* **Your tasks**
1. In the forum thread on UAE junkyards, translate this sentence into Spanish: "I have previously visited Sharjah industrial area and Al-Aweer in Dubai, but could not find a junkyard."
2. Resume the forum thread on UAE junkyards, picking up right after its final sentence.

* **Supplied passage**
# Junkyards and scrap yards in the UAE



## Ivo Vassilev

Hi all,

I'm living in Dubai and I was wondering where I can find junkyards selling car parts around the Emirates. The Internet has not been particularly helpful...Basically, I'm looking for places selling catalytic converters (any car brand). I have previously visited Sharjah industrial area and Al-Aweer in Dubai, but could not find a junkyard. Any help would be much appreciated...

Thanks!


----------



## ExpatnKids

There are tons of them in Sharjah. Im surprised you didnt find any in the Industrial area. Just go to BMW road, and ask around for scrapyards. You can go in and find anything for any car


----------



## Ivo Vassilev

ExpatnKids said:


> There are tons of them in Sharjah. Im surprised you didnt find any in the Industrial area. Just go to BMW road, and ask around for scrapyards. You can go in and find anything for any car


Thanks for the reply! Where exactly is BMW road, by the way? I tried searching but no luck...I've been to Sharjah just a couple of times so I'm not quite familiar with roads, etc.

* **Available data**
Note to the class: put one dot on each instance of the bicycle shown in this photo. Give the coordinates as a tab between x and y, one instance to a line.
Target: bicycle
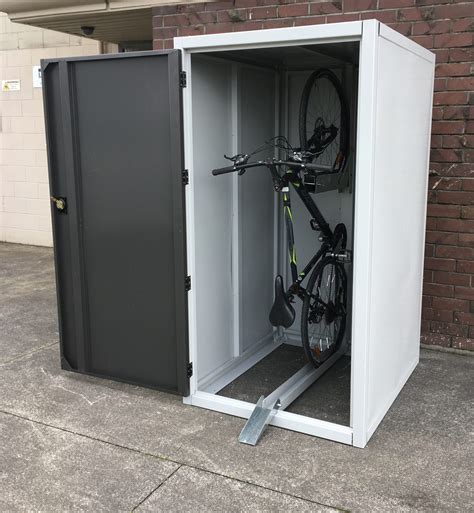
323	315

* **Expected answers**
1. Anteriormente visité la zona industrial de Sharjah y Al-Aweer en Dubái, pero no pude encontrar un desguace.

2.
----------



## Frenjon

BMW signal is mentioned here:
KHALID AL HAMMADI AUTO SPARE PARTS CO. L.L.C.

See branch 1.

Never been there though.. Sharjah is still a mystery to me - puzzled daily to see how many cars go there in the afternoon/evening!


----------



## twowheelsgood

Dubai to Al Ain Road before you get to Dragonmart - plenty of wrecks stored in lots on the right hand side of the road as you head out that way.


----------



## Felixtoo2

Unfortunately that's Ras Al Khor and even more unfortunately the car dealers there will be putting many of those weecks back together and flogging them on, aledgedly.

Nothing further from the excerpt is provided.